__Exercise brief__. Among the records that follow, set down only the lines from the one containing "positive clicks: (168, 112) (164, 114)" to the one containing "negative clicks: (127, 537) (118, 542)", both included, exactly.

__Provided material__.

┌──

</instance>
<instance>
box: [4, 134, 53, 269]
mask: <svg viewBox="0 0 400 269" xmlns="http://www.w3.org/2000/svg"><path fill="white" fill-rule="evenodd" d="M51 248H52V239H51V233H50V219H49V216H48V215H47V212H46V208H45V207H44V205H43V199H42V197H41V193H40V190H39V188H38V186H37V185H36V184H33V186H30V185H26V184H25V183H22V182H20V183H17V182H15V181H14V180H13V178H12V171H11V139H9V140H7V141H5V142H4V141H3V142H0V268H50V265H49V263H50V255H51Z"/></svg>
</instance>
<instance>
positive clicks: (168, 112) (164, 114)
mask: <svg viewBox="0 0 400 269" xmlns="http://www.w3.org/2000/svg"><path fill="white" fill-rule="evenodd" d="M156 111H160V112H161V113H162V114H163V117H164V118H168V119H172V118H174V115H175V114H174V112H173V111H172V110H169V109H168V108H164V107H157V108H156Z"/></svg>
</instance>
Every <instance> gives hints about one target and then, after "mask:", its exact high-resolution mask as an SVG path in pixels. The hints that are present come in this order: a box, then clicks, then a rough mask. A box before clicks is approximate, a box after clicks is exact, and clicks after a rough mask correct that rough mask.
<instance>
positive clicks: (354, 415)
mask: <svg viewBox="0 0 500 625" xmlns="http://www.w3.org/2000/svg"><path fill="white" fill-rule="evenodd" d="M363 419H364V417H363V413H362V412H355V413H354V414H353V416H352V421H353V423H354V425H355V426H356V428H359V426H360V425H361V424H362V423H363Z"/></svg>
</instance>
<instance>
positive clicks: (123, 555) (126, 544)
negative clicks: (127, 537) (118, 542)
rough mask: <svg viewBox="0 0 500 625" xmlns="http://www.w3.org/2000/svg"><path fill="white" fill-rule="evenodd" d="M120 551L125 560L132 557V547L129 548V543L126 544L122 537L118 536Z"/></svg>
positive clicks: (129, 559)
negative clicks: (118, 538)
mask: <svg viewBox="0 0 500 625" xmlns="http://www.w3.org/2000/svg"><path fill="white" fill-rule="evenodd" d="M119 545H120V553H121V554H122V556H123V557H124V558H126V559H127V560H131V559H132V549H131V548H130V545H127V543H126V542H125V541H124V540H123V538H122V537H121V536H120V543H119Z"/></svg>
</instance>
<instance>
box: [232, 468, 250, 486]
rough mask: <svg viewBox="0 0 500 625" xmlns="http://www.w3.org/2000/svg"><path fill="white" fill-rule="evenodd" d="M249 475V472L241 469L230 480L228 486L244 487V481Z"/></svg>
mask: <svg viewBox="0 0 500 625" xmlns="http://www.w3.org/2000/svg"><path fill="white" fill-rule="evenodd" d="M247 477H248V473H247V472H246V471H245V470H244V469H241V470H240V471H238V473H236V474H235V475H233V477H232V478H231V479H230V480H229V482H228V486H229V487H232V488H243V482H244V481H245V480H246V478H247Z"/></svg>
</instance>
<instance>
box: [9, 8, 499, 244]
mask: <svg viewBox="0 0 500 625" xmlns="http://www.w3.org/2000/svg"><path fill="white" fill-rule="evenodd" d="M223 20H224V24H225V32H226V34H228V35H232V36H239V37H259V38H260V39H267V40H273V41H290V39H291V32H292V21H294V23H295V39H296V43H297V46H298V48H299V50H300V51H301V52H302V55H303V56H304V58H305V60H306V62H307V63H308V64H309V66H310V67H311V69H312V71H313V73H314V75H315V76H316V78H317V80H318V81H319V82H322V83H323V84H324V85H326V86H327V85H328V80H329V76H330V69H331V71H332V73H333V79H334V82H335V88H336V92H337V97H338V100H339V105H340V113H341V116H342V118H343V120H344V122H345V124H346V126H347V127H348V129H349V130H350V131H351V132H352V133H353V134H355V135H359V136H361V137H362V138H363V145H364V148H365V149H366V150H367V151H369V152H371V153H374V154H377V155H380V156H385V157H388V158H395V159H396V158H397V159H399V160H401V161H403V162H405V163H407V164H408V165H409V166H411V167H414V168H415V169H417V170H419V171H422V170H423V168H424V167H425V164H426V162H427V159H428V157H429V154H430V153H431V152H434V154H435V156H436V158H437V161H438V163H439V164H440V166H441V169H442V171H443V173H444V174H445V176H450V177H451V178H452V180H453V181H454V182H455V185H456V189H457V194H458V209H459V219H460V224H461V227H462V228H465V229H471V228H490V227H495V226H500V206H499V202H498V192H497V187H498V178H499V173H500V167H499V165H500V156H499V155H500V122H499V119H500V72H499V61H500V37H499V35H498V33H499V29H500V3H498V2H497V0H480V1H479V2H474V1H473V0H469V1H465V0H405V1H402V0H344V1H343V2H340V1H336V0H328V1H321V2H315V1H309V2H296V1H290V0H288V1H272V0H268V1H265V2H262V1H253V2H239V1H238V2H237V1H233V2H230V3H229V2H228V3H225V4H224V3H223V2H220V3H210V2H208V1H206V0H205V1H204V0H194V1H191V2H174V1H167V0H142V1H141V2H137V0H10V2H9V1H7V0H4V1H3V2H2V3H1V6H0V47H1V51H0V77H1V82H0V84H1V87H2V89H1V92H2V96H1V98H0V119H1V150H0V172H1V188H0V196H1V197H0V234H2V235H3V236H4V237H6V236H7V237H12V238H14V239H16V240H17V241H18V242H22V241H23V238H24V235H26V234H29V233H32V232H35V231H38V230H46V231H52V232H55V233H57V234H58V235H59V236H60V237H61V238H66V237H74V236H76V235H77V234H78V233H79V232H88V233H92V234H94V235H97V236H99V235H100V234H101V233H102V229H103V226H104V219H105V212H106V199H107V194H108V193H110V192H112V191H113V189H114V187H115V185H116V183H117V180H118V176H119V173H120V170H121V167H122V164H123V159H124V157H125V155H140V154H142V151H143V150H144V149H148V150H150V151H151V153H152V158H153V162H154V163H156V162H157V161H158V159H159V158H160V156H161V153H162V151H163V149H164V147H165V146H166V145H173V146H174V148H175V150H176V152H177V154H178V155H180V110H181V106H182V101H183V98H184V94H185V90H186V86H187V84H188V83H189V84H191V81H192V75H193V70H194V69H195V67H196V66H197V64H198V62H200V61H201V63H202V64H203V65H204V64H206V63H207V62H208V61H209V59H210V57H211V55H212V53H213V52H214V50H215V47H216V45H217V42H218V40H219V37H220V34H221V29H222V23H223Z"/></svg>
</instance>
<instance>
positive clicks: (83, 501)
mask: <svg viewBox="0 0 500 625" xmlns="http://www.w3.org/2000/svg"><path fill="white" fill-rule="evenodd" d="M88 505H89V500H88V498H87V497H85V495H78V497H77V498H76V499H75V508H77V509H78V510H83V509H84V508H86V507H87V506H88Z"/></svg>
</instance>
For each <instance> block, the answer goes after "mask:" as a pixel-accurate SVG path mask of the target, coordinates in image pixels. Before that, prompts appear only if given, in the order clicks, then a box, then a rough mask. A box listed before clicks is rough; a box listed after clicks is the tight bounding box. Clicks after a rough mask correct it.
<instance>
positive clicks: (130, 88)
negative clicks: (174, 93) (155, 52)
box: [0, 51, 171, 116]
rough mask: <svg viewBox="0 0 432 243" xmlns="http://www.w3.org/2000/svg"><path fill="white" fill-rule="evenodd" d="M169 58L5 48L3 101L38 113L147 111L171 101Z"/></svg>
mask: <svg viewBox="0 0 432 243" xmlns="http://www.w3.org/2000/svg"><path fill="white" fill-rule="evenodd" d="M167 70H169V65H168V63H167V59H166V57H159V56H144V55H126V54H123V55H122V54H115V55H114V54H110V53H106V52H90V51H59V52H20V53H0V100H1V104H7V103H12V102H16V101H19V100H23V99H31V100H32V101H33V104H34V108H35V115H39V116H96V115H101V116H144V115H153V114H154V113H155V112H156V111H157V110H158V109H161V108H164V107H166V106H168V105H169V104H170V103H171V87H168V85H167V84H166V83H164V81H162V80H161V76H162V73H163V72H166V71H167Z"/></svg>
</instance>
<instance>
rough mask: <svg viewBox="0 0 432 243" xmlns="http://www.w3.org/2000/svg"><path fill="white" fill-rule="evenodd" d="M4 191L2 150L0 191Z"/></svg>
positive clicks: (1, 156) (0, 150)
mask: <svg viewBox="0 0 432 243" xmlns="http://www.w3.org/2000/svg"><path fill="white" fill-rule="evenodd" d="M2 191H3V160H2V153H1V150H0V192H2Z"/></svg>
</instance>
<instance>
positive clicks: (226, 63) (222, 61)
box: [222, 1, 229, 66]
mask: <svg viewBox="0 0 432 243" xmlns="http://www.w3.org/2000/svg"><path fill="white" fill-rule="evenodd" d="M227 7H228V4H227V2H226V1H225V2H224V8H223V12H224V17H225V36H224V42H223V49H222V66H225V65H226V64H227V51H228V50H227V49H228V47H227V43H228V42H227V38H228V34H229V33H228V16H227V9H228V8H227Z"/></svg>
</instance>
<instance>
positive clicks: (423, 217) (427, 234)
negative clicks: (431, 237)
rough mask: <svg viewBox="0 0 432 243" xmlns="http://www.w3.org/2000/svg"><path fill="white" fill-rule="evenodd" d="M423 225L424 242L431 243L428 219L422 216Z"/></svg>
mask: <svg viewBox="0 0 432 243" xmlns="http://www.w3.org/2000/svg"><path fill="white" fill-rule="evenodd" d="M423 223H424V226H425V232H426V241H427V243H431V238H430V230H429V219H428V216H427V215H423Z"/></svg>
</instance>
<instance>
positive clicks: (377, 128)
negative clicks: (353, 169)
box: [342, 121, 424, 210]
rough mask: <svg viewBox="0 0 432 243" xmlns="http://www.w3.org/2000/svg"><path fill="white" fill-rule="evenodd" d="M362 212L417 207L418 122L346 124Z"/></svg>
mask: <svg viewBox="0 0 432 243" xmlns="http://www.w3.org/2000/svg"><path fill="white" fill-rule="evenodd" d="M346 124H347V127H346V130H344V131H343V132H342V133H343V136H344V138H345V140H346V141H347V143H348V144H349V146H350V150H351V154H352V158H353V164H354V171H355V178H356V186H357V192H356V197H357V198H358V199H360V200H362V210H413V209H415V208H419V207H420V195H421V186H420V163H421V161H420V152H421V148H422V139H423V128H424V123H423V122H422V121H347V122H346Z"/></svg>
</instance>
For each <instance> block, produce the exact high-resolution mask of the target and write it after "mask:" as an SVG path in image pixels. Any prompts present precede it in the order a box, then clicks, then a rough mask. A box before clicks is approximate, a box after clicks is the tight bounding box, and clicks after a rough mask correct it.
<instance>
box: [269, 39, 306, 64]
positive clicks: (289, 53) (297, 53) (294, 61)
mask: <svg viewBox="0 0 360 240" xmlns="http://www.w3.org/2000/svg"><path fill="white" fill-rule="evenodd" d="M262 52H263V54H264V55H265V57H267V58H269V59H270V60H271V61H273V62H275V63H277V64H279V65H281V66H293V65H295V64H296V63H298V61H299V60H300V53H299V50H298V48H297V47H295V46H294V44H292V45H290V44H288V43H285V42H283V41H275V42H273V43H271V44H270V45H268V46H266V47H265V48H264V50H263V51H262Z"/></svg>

└──

__Task output__.
positive clicks: (168, 112) (164, 114)
mask: <svg viewBox="0 0 400 269" xmlns="http://www.w3.org/2000/svg"><path fill="white" fill-rule="evenodd" d="M156 111H160V112H161V113H162V114H163V117H164V118H168V119H172V118H174V115H175V114H174V112H173V111H172V110H169V109H168V108H164V107H157V108H156Z"/></svg>
</instance>
Every <instance> gives hints about one target and then, after "mask:", its exact high-resolution mask as an SVG path in pixels. The hints that are present come in this order: a box, then clicks, then a rough mask. A box before clicks is approximate, a box after clicks is exact, and clicks after a rough mask correct that rough mask.
<instance>
positive clicks: (354, 415)
mask: <svg viewBox="0 0 500 625" xmlns="http://www.w3.org/2000/svg"><path fill="white" fill-rule="evenodd" d="M363 419H364V417H363V413H362V412H355V413H354V414H353V416H352V421H353V423H354V425H355V426H356V428H359V426H360V425H361V424H362V423H363Z"/></svg>
</instance>
<instance>
positive clicks: (123, 555) (126, 544)
negative clicks: (127, 537) (118, 542)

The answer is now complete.